== EXERCISE DIRECTIONS ==
Return each line below that contains the word "water", copying every such line in full.
## start DATA TO PROCESS
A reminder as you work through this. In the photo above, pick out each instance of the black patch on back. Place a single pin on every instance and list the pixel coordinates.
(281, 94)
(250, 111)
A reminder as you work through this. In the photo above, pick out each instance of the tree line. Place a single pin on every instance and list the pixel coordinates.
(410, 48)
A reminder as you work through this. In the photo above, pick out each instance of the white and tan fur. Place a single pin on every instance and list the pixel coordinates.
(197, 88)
## end DATA TO PROCESS
## start DATA TO PROCESS
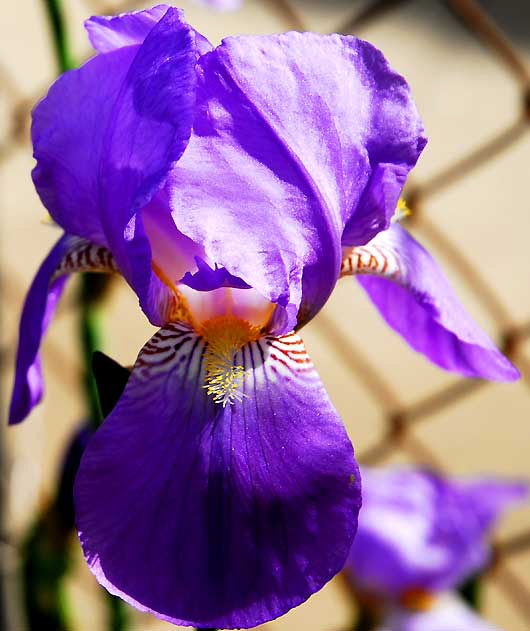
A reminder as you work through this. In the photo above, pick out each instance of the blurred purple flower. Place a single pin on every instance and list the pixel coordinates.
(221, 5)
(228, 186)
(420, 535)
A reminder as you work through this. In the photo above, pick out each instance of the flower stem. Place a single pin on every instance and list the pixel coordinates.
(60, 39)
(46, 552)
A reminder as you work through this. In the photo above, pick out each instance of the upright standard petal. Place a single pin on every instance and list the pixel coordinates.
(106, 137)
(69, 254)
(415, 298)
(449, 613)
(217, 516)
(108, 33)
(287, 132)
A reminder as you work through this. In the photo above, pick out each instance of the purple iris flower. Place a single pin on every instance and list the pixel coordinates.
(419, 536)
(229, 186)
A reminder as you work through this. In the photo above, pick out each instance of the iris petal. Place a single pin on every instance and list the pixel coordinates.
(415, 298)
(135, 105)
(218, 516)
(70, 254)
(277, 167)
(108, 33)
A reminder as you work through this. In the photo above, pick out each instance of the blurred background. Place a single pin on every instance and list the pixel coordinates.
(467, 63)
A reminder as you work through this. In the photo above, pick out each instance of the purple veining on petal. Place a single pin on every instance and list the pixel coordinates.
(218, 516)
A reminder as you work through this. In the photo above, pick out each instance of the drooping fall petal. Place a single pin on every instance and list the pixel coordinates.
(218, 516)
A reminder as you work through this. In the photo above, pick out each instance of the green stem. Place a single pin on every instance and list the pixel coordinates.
## end DATA TO PROCESS
## start DATA TO PROCESS
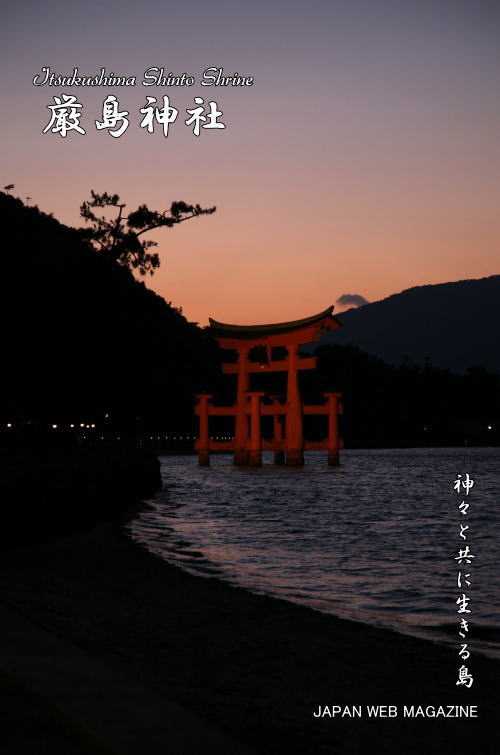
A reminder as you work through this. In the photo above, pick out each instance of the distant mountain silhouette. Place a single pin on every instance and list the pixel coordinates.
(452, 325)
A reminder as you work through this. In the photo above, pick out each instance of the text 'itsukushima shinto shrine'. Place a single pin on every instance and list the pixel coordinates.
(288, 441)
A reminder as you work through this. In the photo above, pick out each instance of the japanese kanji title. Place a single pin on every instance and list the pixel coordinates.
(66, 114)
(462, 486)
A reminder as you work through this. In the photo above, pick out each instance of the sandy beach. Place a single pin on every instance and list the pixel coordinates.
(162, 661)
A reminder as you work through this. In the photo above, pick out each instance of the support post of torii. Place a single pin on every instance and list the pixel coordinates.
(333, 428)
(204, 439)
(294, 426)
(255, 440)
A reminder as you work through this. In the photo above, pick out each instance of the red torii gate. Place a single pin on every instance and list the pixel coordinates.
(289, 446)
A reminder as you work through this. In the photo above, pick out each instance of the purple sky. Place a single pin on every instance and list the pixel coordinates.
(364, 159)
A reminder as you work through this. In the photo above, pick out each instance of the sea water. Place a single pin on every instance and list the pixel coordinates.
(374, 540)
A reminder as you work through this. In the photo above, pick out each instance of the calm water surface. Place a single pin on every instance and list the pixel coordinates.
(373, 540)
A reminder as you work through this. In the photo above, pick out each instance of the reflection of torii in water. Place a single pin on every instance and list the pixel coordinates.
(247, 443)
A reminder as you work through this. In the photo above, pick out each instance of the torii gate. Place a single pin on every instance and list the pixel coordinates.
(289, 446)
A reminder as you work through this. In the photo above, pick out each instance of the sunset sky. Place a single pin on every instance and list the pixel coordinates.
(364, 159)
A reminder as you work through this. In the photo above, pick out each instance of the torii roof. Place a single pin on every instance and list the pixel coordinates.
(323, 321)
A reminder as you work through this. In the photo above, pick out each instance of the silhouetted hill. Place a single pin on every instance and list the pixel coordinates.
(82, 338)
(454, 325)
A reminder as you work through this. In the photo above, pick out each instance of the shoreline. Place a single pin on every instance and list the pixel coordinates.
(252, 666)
## end DATA TO PROCESS
== THE ANSWER ==
A reminder as you work through this. In the photo above, pick out each instance of the sea water. Place a single pin on every instance and list the pixel coordinates.
A reminder as you work through this. In the photo above, pick out each instance of the calm water surface. Place a single pin on every instance and list the pixel coordinates.
A reminder as you work through this. In the photo above, pick out each instance of the reflection of torii in water. Place a single pin on every instance and list the pixel coordinates.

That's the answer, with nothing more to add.